** BEGIN Data shown **

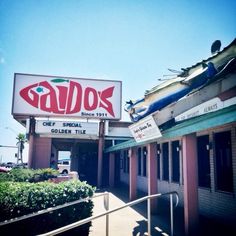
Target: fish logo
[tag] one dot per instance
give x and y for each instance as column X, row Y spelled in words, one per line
column 63, row 96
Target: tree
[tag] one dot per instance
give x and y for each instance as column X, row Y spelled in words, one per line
column 21, row 140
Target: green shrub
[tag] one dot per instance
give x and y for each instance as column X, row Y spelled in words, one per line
column 28, row 175
column 20, row 198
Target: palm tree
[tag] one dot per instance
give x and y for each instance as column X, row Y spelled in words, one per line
column 21, row 140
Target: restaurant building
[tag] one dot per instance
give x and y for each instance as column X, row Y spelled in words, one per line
column 188, row 146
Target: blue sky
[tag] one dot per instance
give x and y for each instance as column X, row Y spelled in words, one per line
column 132, row 41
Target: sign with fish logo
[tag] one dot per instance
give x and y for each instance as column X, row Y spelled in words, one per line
column 36, row 95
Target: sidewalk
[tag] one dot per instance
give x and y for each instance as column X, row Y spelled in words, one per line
column 132, row 220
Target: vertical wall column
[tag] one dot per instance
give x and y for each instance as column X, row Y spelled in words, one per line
column 31, row 151
column 100, row 152
column 190, row 172
column 132, row 174
column 152, row 173
column 31, row 162
column 112, row 169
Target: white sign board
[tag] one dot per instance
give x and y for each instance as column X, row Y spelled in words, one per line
column 50, row 96
column 212, row 105
column 66, row 127
column 145, row 129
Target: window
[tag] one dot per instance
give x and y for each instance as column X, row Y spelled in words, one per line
column 158, row 161
column 165, row 156
column 203, row 161
column 144, row 161
column 223, row 161
column 175, row 161
column 139, row 161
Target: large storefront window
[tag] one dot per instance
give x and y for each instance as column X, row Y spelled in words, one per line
column 223, row 161
column 175, row 161
column 203, row 147
column 165, row 156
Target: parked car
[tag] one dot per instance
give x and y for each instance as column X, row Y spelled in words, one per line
column 63, row 166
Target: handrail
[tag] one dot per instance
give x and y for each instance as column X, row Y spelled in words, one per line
column 50, row 209
column 149, row 197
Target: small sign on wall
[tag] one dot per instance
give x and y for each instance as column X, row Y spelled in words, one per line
column 66, row 127
column 145, row 129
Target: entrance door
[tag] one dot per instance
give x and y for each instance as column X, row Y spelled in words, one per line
column 88, row 162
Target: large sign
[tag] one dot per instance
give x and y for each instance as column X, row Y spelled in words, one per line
column 66, row 127
column 36, row 95
column 145, row 129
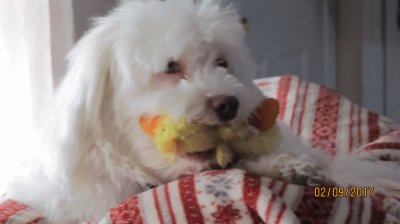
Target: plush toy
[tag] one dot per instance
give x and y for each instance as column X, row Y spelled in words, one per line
column 179, row 136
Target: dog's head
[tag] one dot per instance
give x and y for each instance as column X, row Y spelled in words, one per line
column 179, row 57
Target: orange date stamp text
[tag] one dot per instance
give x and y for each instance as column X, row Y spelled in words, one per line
column 336, row 192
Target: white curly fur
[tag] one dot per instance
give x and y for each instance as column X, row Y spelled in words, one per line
column 94, row 154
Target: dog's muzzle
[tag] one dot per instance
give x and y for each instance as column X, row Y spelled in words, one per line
column 225, row 107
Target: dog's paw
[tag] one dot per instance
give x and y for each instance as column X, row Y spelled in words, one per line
column 300, row 170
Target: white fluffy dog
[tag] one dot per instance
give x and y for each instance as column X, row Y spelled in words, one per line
column 181, row 57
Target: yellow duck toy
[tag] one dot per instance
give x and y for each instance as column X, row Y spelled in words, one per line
column 181, row 136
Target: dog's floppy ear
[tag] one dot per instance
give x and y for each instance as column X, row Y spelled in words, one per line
column 74, row 116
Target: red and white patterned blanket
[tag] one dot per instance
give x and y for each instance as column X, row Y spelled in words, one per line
column 323, row 119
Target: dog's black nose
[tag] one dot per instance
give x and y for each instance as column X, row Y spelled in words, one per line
column 225, row 107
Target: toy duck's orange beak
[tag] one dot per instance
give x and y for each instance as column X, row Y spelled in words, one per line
column 264, row 117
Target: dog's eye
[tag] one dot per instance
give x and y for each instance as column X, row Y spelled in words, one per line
column 173, row 67
column 220, row 62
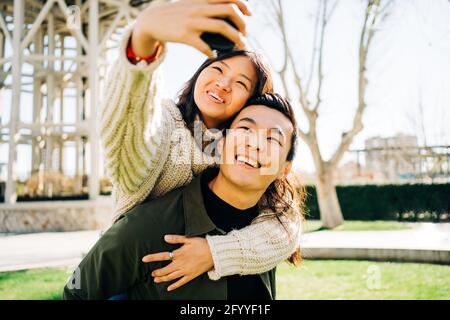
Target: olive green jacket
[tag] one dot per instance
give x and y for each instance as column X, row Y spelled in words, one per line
column 113, row 266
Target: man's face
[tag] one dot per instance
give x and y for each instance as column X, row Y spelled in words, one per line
column 255, row 148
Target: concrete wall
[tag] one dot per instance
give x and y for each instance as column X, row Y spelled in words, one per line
column 43, row 216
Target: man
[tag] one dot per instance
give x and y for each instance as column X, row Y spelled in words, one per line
column 256, row 151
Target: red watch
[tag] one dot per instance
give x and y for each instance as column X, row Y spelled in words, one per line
column 135, row 58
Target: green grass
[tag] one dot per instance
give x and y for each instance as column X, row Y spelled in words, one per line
column 346, row 279
column 36, row 284
column 313, row 225
column 315, row 279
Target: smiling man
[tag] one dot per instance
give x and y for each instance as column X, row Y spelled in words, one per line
column 257, row 154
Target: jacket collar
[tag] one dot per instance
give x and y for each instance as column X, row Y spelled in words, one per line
column 197, row 221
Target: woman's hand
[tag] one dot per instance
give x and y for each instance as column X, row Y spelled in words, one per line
column 189, row 261
column 184, row 21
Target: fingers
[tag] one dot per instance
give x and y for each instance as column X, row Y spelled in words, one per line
column 243, row 7
column 220, row 26
column 160, row 256
column 170, row 238
column 179, row 283
column 164, row 271
column 226, row 10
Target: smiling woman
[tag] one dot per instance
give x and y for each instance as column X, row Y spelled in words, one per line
column 143, row 159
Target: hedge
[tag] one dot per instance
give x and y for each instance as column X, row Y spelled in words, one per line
column 409, row 202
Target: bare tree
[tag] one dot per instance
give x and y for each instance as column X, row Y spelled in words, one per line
column 330, row 211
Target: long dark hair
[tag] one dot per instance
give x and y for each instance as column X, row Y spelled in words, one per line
column 284, row 198
column 186, row 102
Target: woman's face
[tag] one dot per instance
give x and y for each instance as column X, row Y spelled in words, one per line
column 222, row 89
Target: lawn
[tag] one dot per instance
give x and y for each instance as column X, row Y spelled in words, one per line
column 315, row 279
column 356, row 225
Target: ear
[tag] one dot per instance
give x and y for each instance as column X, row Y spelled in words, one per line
column 219, row 147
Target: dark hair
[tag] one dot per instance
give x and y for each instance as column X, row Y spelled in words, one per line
column 186, row 102
column 283, row 197
column 281, row 104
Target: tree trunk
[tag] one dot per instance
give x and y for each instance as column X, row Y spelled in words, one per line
column 330, row 210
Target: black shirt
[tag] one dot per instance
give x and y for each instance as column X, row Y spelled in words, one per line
column 227, row 218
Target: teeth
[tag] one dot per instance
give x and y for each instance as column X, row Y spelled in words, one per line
column 247, row 161
column 215, row 96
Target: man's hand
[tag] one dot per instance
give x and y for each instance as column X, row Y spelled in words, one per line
column 184, row 21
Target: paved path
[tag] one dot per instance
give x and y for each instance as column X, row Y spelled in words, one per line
column 426, row 242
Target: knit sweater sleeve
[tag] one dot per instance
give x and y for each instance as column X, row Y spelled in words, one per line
column 134, row 130
column 254, row 249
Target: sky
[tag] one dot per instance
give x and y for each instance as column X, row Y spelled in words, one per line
column 408, row 62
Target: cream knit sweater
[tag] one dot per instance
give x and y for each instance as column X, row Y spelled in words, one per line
column 145, row 139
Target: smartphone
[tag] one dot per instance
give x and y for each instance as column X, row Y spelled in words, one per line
column 218, row 42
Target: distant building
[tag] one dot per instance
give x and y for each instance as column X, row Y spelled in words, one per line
column 394, row 157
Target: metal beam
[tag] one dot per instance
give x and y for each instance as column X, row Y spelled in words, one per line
column 10, row 192
column 93, row 101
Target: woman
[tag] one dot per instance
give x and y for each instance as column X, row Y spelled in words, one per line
column 142, row 156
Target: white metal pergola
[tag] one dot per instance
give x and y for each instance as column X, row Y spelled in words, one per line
column 64, row 43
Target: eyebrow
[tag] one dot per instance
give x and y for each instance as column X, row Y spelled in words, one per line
column 241, row 74
column 278, row 130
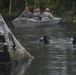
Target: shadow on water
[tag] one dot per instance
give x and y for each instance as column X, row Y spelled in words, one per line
column 17, row 69
column 56, row 58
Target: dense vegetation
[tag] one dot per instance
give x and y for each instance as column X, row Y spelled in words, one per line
column 58, row 7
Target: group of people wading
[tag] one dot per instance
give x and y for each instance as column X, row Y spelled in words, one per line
column 46, row 15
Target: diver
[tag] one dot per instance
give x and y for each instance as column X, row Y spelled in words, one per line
column 44, row 39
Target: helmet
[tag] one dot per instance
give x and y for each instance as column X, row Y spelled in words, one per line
column 47, row 10
column 26, row 9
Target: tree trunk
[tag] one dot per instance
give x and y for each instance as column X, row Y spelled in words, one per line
column 10, row 6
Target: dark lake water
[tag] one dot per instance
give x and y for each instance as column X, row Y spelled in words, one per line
column 56, row 58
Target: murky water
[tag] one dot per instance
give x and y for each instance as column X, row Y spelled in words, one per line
column 56, row 58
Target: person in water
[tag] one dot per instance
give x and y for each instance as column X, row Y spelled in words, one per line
column 44, row 39
column 47, row 14
column 26, row 13
column 37, row 14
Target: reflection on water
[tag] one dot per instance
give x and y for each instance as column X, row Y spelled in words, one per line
column 56, row 58
column 17, row 69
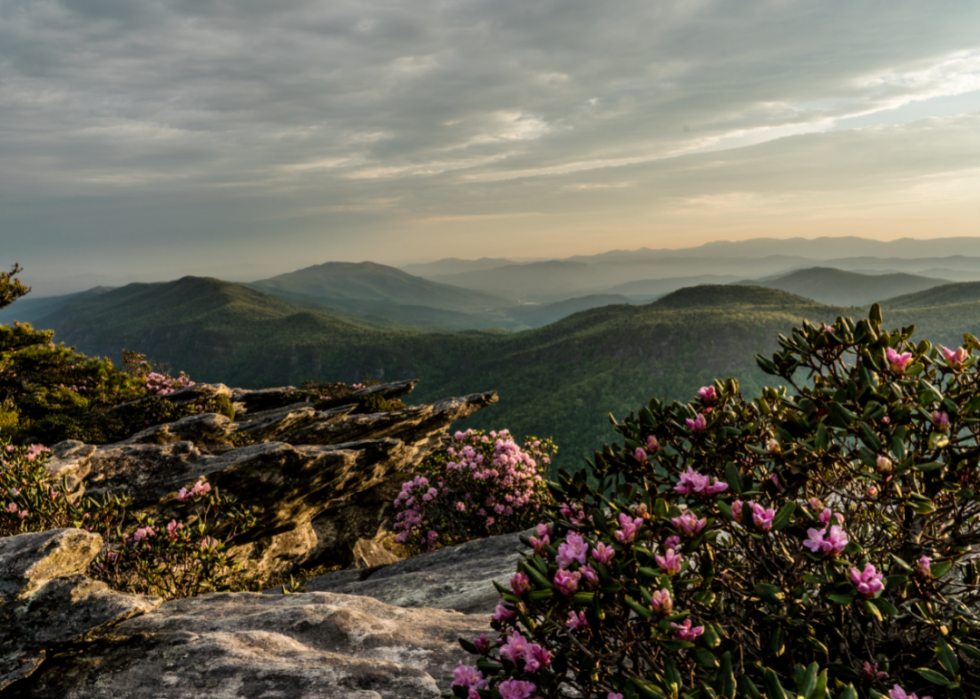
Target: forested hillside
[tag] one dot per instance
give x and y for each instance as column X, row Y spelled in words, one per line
column 560, row 380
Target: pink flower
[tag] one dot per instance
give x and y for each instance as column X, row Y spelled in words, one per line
column 834, row 543
column 762, row 517
column 898, row 361
column 661, row 602
column 516, row 689
column 576, row 620
column 514, row 647
column 698, row 424
column 670, row 562
column 689, row 524
column 602, row 553
column 955, row 358
column 897, row 692
column 466, row 676
column 684, row 632
column 573, row 550
column 567, row 582
column 868, row 581
column 629, row 529
column 535, row 658
column 694, row 483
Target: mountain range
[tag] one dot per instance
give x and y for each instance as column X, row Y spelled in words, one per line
column 558, row 380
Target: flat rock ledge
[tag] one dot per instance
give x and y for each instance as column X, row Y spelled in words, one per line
column 321, row 483
column 251, row 646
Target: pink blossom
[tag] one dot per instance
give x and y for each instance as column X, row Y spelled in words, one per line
column 698, row 424
column 629, row 528
column 602, row 553
column 684, row 632
column 576, row 620
column 567, row 583
column 689, row 524
column 467, row 676
column 574, row 549
column 955, row 358
column 762, row 517
column 661, row 602
column 897, row 692
column 516, row 689
column 898, row 361
column 670, row 562
column 868, row 581
column 694, row 483
column 536, row 657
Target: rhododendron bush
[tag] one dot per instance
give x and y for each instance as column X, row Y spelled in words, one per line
column 480, row 485
column 817, row 541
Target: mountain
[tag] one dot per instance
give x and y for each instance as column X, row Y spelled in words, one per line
column 559, row 380
column 946, row 295
column 650, row 289
column 30, row 309
column 341, row 284
column 840, row 288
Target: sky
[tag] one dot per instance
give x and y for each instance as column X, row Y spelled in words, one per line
column 244, row 138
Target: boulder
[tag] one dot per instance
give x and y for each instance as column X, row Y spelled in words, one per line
column 456, row 577
column 245, row 646
column 47, row 605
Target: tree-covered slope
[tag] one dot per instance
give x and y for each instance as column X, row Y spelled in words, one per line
column 841, row 288
column 338, row 283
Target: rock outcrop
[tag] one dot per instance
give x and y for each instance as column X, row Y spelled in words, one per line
column 456, row 577
column 320, row 483
column 46, row 603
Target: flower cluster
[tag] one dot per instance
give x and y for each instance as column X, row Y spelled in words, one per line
column 818, row 540
column 481, row 484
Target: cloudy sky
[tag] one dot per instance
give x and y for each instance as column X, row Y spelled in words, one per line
column 246, row 137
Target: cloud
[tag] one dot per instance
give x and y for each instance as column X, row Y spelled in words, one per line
column 142, row 124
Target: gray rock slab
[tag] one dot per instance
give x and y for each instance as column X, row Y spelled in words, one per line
column 246, row 646
column 456, row 577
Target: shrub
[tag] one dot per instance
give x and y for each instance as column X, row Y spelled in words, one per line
column 817, row 541
column 481, row 485
column 174, row 559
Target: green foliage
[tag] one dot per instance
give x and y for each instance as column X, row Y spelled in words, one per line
column 817, row 541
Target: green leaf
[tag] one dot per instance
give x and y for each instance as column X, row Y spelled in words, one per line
column 783, row 517
column 733, row 477
column 933, row 676
column 940, row 568
column 946, row 657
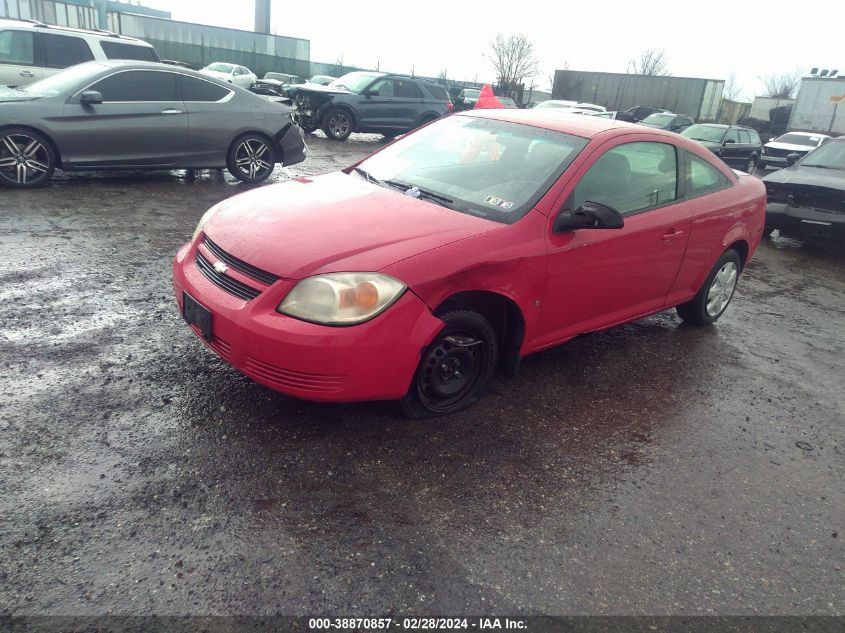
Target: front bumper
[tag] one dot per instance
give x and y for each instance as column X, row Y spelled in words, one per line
column 375, row 360
column 805, row 221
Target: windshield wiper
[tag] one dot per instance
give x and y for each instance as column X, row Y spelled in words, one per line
column 405, row 187
column 367, row 175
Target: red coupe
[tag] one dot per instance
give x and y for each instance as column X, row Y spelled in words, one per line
column 461, row 248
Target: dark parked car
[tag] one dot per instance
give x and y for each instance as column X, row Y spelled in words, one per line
column 138, row 115
column 637, row 113
column 370, row 102
column 807, row 198
column 800, row 143
column 738, row 146
column 668, row 121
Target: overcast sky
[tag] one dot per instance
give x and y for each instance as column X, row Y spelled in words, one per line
column 700, row 39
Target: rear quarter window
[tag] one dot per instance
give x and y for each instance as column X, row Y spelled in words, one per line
column 122, row 50
column 437, row 92
column 62, row 51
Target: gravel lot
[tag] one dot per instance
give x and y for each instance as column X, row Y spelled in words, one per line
column 654, row 468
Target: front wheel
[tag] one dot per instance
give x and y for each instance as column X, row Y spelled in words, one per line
column 338, row 124
column 26, row 158
column 251, row 158
column 716, row 293
column 455, row 369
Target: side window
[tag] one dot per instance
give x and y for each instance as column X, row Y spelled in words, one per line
column 138, row 85
column 384, row 88
column 407, row 89
column 121, row 50
column 703, row 178
column 61, row 51
column 198, row 90
column 631, row 177
column 17, row 47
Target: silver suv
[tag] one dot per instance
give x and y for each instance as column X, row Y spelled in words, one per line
column 30, row 51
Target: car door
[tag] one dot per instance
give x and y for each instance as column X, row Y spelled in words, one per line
column 141, row 122
column 378, row 108
column 17, row 58
column 600, row 277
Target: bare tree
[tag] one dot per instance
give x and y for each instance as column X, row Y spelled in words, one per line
column 513, row 58
column 650, row 62
column 781, row 86
column 732, row 90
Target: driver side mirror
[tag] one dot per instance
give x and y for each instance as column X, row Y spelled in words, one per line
column 90, row 97
column 590, row 215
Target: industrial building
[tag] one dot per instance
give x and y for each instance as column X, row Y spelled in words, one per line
column 698, row 98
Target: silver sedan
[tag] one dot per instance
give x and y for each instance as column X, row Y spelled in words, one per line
column 138, row 115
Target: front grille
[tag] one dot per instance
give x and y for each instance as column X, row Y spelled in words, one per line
column 293, row 379
column 241, row 266
column 230, row 285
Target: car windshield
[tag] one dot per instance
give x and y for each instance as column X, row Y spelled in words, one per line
column 707, row 133
column 484, row 167
column 354, row 82
column 658, row 120
column 831, row 155
column 798, row 139
column 64, row 82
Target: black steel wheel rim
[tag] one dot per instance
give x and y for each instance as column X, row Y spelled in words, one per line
column 252, row 159
column 24, row 160
column 451, row 370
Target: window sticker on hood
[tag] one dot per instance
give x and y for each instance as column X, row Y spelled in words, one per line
column 498, row 202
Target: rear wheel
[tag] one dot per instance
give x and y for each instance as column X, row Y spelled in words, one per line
column 338, row 124
column 251, row 158
column 716, row 292
column 455, row 369
column 26, row 158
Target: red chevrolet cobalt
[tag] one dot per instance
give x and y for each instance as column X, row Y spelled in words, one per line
column 461, row 248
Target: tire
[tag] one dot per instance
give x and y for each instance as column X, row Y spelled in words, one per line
column 455, row 369
column 251, row 158
column 338, row 124
column 27, row 159
column 716, row 292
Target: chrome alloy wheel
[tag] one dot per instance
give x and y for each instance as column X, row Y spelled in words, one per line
column 253, row 159
column 721, row 289
column 339, row 124
column 23, row 160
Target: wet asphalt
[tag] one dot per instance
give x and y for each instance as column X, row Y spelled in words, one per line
column 651, row 469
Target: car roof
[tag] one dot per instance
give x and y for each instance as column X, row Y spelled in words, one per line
column 560, row 121
column 6, row 23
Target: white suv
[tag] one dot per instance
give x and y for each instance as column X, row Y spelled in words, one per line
column 30, row 51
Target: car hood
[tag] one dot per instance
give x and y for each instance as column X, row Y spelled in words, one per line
column 812, row 176
column 333, row 223
column 789, row 146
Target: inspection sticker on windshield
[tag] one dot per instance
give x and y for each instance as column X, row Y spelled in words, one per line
column 498, row 202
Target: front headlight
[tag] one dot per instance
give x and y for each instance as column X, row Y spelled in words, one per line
column 203, row 220
column 341, row 298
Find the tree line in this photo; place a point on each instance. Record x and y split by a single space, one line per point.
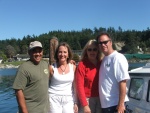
77 40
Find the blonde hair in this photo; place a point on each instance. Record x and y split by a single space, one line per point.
84 52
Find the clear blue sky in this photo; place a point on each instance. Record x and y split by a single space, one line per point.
20 18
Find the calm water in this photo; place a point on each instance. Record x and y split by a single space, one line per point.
8 102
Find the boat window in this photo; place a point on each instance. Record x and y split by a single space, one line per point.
136 88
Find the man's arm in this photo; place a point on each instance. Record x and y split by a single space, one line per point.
21 101
122 94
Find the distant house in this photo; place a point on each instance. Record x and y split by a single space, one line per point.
20 57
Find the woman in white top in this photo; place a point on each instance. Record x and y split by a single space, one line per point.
62 94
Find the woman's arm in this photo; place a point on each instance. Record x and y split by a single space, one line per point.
21 101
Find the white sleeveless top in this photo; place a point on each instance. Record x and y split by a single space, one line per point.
61 84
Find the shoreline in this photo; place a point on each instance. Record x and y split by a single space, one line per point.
5 66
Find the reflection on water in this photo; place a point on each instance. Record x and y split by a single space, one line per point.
8 102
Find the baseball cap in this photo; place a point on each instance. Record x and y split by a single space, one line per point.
35 44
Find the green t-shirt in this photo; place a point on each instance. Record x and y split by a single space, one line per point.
33 80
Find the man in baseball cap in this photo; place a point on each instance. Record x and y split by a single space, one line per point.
35 44
31 82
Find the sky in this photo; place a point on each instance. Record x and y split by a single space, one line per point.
19 18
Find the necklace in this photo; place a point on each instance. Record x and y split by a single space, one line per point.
63 71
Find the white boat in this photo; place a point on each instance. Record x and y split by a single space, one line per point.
139 90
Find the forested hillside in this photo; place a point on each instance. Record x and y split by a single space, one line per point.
77 39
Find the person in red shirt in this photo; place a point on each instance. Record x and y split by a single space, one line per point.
87 78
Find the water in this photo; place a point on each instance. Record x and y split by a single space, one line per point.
8 103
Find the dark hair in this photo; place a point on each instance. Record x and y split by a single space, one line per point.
103 33
70 55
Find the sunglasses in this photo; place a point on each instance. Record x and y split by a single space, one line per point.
104 42
90 49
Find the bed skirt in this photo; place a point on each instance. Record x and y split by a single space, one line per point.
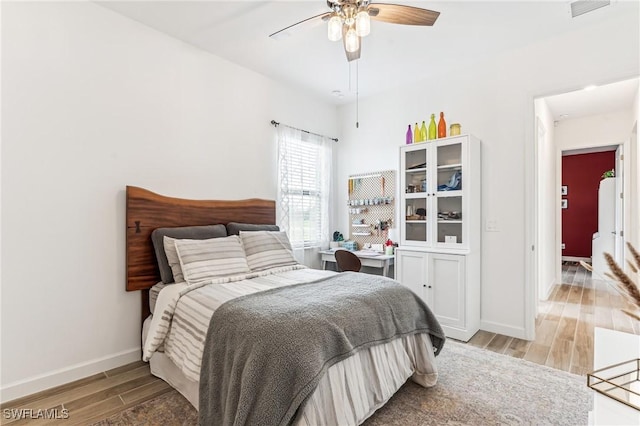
351 390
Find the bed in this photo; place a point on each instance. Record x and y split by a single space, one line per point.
348 388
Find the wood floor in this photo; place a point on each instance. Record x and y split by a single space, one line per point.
565 324
87 400
564 340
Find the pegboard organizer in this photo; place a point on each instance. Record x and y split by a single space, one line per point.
371 206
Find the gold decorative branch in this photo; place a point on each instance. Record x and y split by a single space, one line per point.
627 287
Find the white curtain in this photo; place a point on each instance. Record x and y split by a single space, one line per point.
304 191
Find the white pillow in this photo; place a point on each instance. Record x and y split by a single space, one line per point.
203 260
267 249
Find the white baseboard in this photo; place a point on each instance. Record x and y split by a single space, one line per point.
548 290
65 375
506 330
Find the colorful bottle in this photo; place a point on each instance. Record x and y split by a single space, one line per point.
442 127
432 127
423 132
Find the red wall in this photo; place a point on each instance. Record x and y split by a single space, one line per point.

** END Data shown **

— Task instructions —
Please set out, as a numbered list, the lines from the one containing "Target: ear" through the one containing "column 330, row 210", leaving out any blank lines.

— Solution to this problem —
1. Target: ear
2. [tag] one dot per instance
3. give x and y for each instance as column X, row Y spelled in words, one per line
4. column 219, row 147
5. Target: dark hair
6. [tag] one dot per instance
7. give x and y for each instance as column X, row Y spelled in words, one per line
8. column 186, row 102
9. column 283, row 197
10. column 281, row 104
11. Target: tree trunk
12. [tag] one dot per instance
13. give x and y for each instance as column X, row Y spelled in words, one per line
14. column 330, row 210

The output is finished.